-- start of Provided records --

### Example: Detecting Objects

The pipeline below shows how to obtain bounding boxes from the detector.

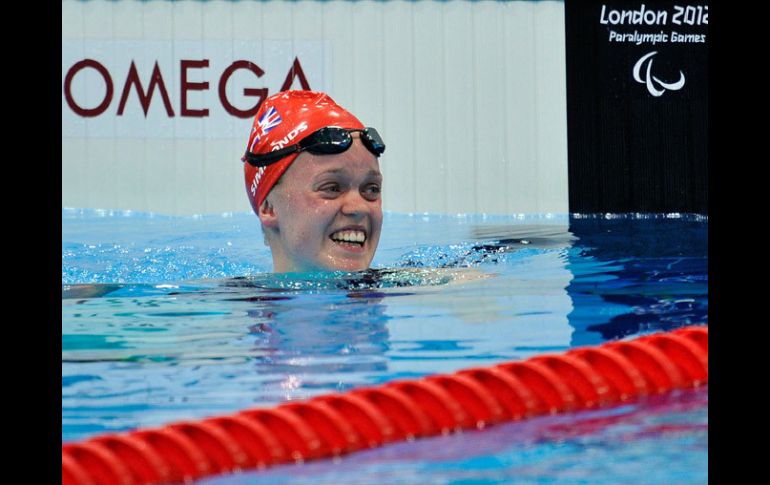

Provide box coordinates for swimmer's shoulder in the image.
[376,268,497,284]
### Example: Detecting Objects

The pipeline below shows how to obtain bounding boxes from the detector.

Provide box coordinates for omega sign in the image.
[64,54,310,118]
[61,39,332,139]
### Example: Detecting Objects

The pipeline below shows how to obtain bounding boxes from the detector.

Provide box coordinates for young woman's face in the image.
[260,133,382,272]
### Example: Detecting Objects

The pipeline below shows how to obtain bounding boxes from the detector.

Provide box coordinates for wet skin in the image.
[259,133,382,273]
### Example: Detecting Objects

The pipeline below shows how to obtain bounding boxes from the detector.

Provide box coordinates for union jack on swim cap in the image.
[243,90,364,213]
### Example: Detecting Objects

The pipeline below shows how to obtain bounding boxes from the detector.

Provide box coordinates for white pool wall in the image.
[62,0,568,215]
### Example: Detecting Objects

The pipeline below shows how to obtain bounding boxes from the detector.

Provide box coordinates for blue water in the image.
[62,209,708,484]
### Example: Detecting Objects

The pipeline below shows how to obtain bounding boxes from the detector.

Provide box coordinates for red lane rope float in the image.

-- end of Provided records --

Problem: Can you rescale all the records above by writing out every line again, requests included, with each bounding box coordinate in the answers multiplied by 0.65 and rounded to a whole number (halves round up)? Leave the pictures out of your answer.

Exercise output:
### Example: Detecting Objects

The pipeline below shows how to obtain bounding boxes from the detector.


Provide box coordinates for swimmer's shoulder in the image.
[244,174,323,185]
### Example: Detecting Objects

The pipeline below shows how to obtain bounding boxes from the detector.

Provide box coordinates for omega sign in the image.
[42,35,202,77]
[40,25,216,90]
### Example: Detecting Objects

The pipeline below shows how to obtain bounding boxes from the detector.

Provide box coordinates for young woman's face in the image.
[169,86,248,177]
### Example: Detecting Objects

The pipeline below shows how to obtain bounding boxes from the detector.

Provide box coordinates for wet skin in the image.
[168,86,248,177]
### Example: Detecting Objects

The pipeline below shows how to obtain bounding boxes from the detector.

Provide box coordinates for union jack on swim cap in the image.
[158,59,237,138]
### Example: Detecting Objects

The pipeline below shows how to obtain bounding boxes from the detector.

Provide box coordinates for white pool wall in the image.
[40,0,369,140]
### Example: Detecting Objects

The pipeline below shows how to obtain bounding boxes from the detector.

Provide box coordinates for blue water in the image.
[40,136,460,315]
### Example: Detecting Objects

The pipeline below shows how to obtain bounding boxes from the detector.

Provide box coordinates for red lane rope float in the image.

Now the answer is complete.